ARTICLE →
I wondered that. You have to admit, Russell has standards 

Dave


----------



## kijana (May 1, 2005)

Yes, living as he does in Moniga del Garda, Harrogate :?


----------



## Autoquest (May 16, 2007)

Hmm.. I probably laid it on a bit thick there Asprn - Glad you didn't take offence.


----------



## asprn (Feb 10, 2006)

Autoquest said:


> Hmm.. I probably laid it on a bit thick there Asprn - Glad you didn't take offence.


Apart from the mis-spelling, I didn't. 

Dougie.


----------



## 100004 (Jul 12, 2006)

You referring to me, or the pilot? 
Dougie, you're such a sensitive soul :lol: :lol: 

Russell has standards Bloody sight higher than mine :roll: Wonder if they let him use any of the facilities?H


----------



## sallytrafic (Jan 17, 2006)

free weeks ago i cudn't spel helicraptor pilot, now I are one

battery the second most dangerous thing on an aircraft - after the pilot.

and yes I'm going to avoid speculation I've changed too many Gazelle tail rotor gearboxes when they've failed SOAP tests to be sure it was the pilot.


----------



## DABurleigh (May 9, 2005)

Curiosity got the better of me. It seems there's the hotel, and then, um, there's the campsite .....

DATASET SECTION →

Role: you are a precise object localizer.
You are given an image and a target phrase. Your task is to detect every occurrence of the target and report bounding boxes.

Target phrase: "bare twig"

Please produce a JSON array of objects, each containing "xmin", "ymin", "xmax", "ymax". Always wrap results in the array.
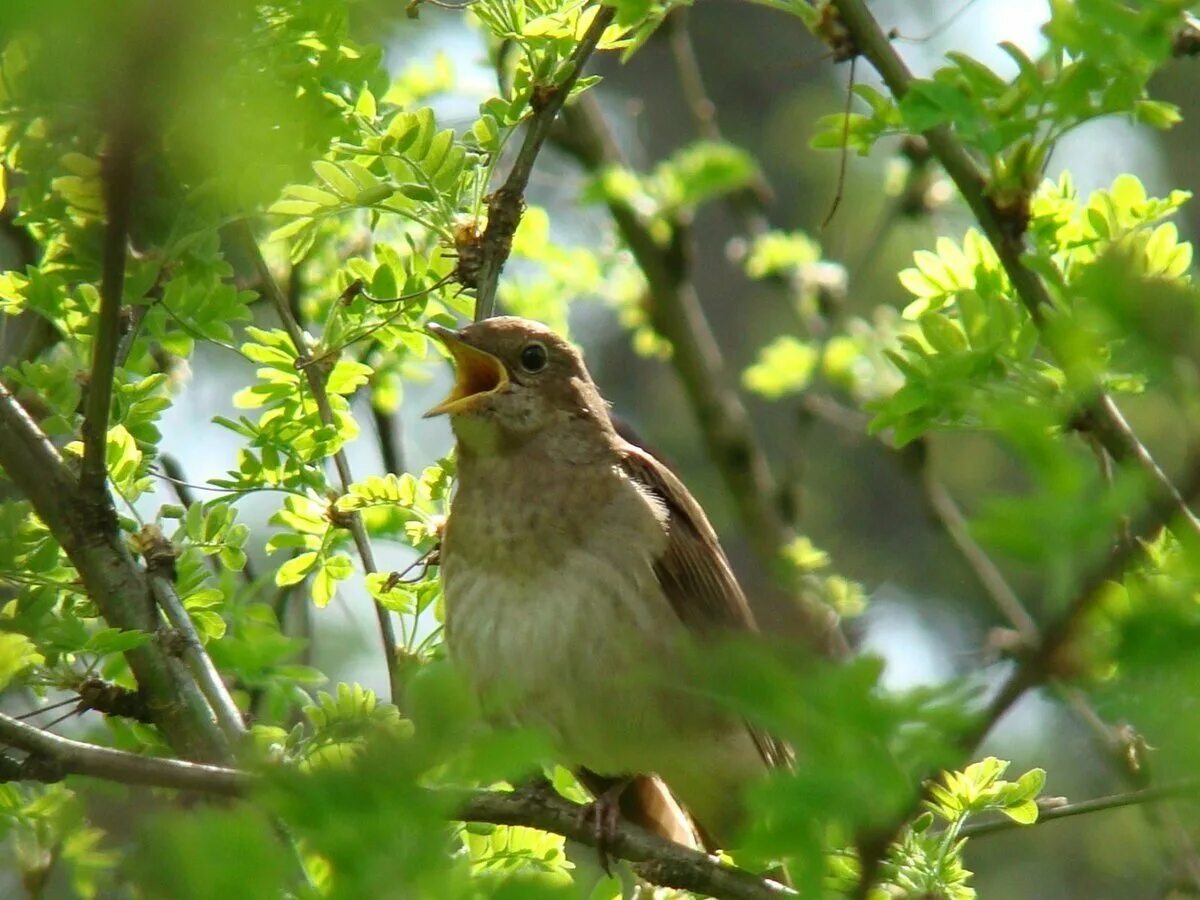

TO BE DONE →
**A.** In the forum thread, what does sallytrafic call the second most dangerous thing on an aircraft?
**B.** Can you carry the forum thread on past its final post about the hotel and the campsite?
The lines play no part here.

RESPONSES →
**A.** The battery.

**B.**
http://www.holidaywatchdog.com/19199-Harrogate-Rudding_Park_Hotel-Holiday-Review.html

Looks nice from the air!
> Rudding Park - Google maps <

Dave


----------



## Rapide561 (Oct 1, 2005)

*Rudding park*

Hi

I am pitched on a supersite - basically a pitch with tap, power, drain and phone point. The site has excellent WiFi too. The golf course is adjacent, as is the hotel and then the wooden chalets.

I am moving on on Thursday though as the site closes for a month.

Back on March 1st.

The site itself seems primarily for seasonal pitches - and given the tariff it is easy to see why!

Re the helicopter. The roads were still closed this morning at 0730 and the police helicopter is still hovering about.

Russell


----------



## Suenliam (Mar 22, 2006)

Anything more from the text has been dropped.